Cosa fare: Estrai integralmente il testo sull'eutanasia che segue e riproducilo senza alcuna modifica.

Estratto:
┌────────

«L’eutanasia non è un diritto, semmai è falsa compassione»: lo afferma a “La Verità” il vescovo di Ventimiglia-San Remo, Monsignor Antonio Suetta, commentando l’evoluzione parlamentare del testo sul Fine Vita. Dopo averla definita un “pericoloso grimaldello”, il prelato entra nel dettaglio riguardo la proposta di legge che ricalca le linee guida (seppur “ammorbidite” dalla mediazione del Centrodestra) della sentenza Consulta sull’aiuto al suicidio Dj Fabo-Cappato: «Siamo partiti con le Disposizioni anticipate di trattamento, il biotestamento; siamo arrivati al referendum per l’eutanasia, che serve a depenalizzare una parte dell’articolo del codice penale che punisce l’omicidio del con- senziente; lo scopo ultimo, chiaramente, è lo sdoganamento completo dell’eutanasia».



È un tema delicato che richiede una profonda analisi non banalizzante dalle “tifoserie” da sempre schierate sul tema eutanasia: per Mons. Suetta parlare della “dolce morte” è come porre una «falsa compassione» per coloro che si trovano in quelle drammatiche situazioni. «Io parlerei di una “tentazione” di desiderare la morte, che in fondo è comprensibile, in certe condizioni. Non si deve dimenticare che anche il dolore più resistente e devastante può essere affrontato con adeguata e graduale terapia; soprattutto non dobbiamo trascurare che a questa tentazione è possibile e necessario rispondere con autentica vicinanza umana, psicologica e spirituale», sottolinea il vescovo ligure.



“L’EUTANASIA NON È UN DIRITTO”

└────────

(Voci tratte da un dataset)
┌────────

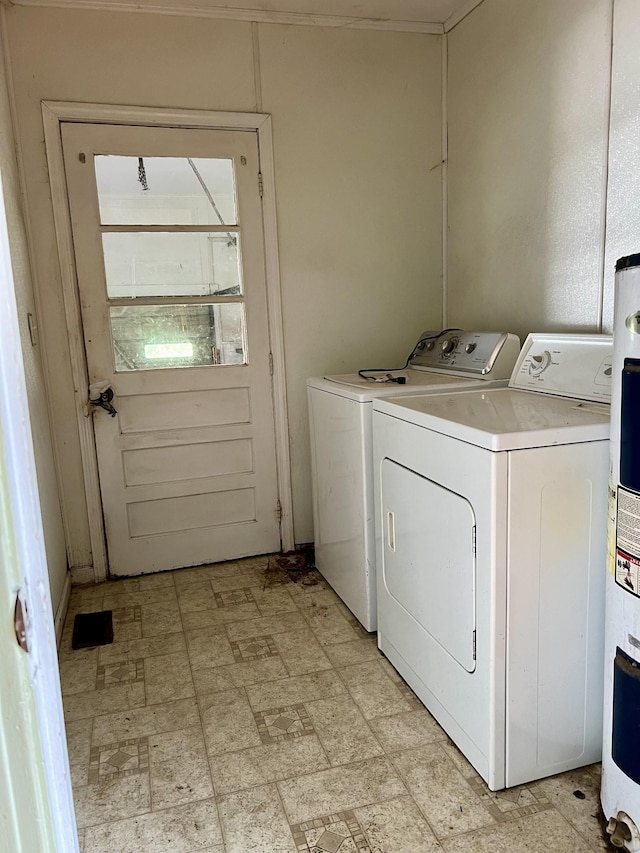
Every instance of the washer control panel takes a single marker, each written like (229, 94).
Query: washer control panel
(480, 354)
(566, 365)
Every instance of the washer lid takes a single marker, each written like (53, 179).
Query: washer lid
(354, 387)
(503, 418)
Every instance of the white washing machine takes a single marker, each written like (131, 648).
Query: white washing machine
(491, 514)
(340, 409)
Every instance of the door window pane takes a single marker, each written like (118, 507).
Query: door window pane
(171, 264)
(165, 191)
(147, 337)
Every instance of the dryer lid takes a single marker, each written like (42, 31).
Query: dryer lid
(503, 418)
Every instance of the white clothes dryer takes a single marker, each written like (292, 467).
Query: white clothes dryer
(340, 409)
(491, 531)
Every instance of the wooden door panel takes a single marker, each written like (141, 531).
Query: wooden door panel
(187, 467)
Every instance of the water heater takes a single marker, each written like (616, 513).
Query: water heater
(621, 744)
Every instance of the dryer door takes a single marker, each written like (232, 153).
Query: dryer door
(429, 560)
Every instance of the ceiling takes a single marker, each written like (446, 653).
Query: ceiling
(427, 16)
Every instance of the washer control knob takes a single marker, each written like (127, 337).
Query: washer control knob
(539, 363)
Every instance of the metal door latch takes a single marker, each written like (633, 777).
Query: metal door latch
(20, 625)
(103, 398)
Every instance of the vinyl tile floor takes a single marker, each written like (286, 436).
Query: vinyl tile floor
(242, 709)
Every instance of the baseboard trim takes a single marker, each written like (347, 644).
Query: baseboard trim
(61, 612)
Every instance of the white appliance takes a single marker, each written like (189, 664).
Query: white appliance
(341, 448)
(490, 511)
(621, 744)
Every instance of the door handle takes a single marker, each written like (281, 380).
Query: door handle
(103, 399)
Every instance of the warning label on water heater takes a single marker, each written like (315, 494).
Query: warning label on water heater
(628, 541)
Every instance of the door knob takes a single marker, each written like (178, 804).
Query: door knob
(100, 396)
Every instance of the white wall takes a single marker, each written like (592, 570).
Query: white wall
(356, 122)
(623, 209)
(528, 116)
(47, 484)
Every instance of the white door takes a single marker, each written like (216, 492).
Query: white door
(168, 239)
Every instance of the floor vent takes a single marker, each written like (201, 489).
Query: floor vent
(92, 629)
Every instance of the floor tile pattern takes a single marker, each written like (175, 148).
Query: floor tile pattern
(285, 723)
(339, 833)
(117, 760)
(242, 707)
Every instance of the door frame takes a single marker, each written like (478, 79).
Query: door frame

└────────

Risposta:
«L’eutanasia non è un diritto, semmai è falsa compassione»: lo afferma a “La Verità” il vescovo di Ventimiglia-San Remo, Monsignor Antonio Suetta, commentando l’evoluzione parlamentare del testo sul Fine Vita. Dopo averla definita un “pericoloso grimaldello”, il prelato entra nel dettaglio riguardo la proposta di legge che ricalca le linee guida (seppur “ammorbidite” dalla mediazione del Centrodestra) della sentenza Consulta sull’aiuto al suicidio Dj Fabo-Cappato: «Siamo partiti con le Disposizioni anticipate di trattamento, il biotestamento; siamo arrivati al referendum per l’eutanasia, che serve a depenalizzare una parte dell’articolo del codice penale che punisce l’omicidio del con- senziente; lo scopo ultimo, chiaramente, è lo sdoganamento completo dell’eutanasia».



È un tema delicato che richiede una profonda analisi non banalizzante dalle “tifoserie” da sempre schierate sul tema eutanasia: per Mons. Suetta parlare della “dolce morte” è come porre una «falsa compassione» per coloro che si trovano in quelle drammatiche situazioni. «Io parlerei di una “tentazione” di desiderare la morte, che in fondo è comprensibile, in certe condizioni. Non si deve dimenticare che anche il dolore più resistente e devastante può essere affrontato con adeguata e graduale terapia; soprattutto non dobbiamo trascurare che a questa tentazione è possibile e necessario rispondere con autentica vicinanza umana, psicologica e spirituale», sottolinea il vescovo ligure.



“L’EUTANASIA NON È UN DIRITTO”